#### Source:
Corrupt an Excel File for QA Tests

Corrupt an Excel File for QA Tests (Checksum & Cell-Level Tips)

Intro
When you need to validate error handling, recovery flows, or user messaging around broken spreadsheets, a deliberately corrupted Excel file is a safe, reliable test input. This guide shows simple, reversible ways to “break” an .xlsx without special tools, plus how to verify the change by size and checksum. We’ll also cover gentle, cell-level tweaks that trip parsing without nuking the whole file. Always work on copies, keep backups, and never touch real production data.

What You’ll Need

  • A copy of the file (never the original)
  • A backup location (local folder or versioned cloud drive)
  • Any simple tools already on your computer (File Explorer/Finder, PowerShell/Terminal, built-in checksum utilities)

Quick Methods (choose 2–3)

#### Stored rows:
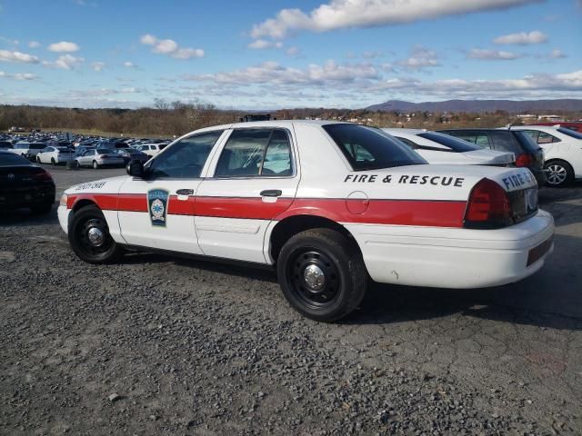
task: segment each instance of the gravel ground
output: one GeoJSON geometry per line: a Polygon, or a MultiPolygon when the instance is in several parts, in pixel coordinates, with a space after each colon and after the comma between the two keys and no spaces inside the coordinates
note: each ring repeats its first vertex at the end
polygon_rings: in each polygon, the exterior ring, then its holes
{"type": "MultiPolygon", "coordinates": [[[[63,188],[123,170],[52,169],[63,188]]],[[[89,265],[55,211],[0,217],[0,434],[581,434],[582,186],[544,190],[540,272],[375,285],[301,318],[275,274],[133,253],[89,265]]]]}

#### Complete the following:
1/ Answer these questions from the guide:
(a) Which file format does it show ways to break?
(b) By which two things does it verify the change?
(c) Which two examples of a backup location does it list?
2/ Reproduce the rows word for word, leaving the picture out of your answer.
The rows have no connection to the guide.

#### Solved problems:
1/
(a) .xlsx
(b) Size and checksum
(c) A local folder or a versioned cloud drive

2/
task: segment each instance of the gravel ground
output: one GeoJSON geometry per line: a Polygon, or a MultiPolygon when the instance is in several parts, in pixel coordinates, with a space after each colon and after the comma between the two keys and no spaces inside the coordinates
note: each ring repeats its first vertex at the end
polygon_rings: in each polygon, the exterior ring, then its holes
{"type": "MultiPolygon", "coordinates": [[[[63,188],[123,170],[52,169],[63,188]]],[[[89,265],[55,211],[0,217],[0,434],[581,434],[582,186],[544,190],[540,272],[375,285],[301,318],[275,274],[133,253],[89,265]]]]}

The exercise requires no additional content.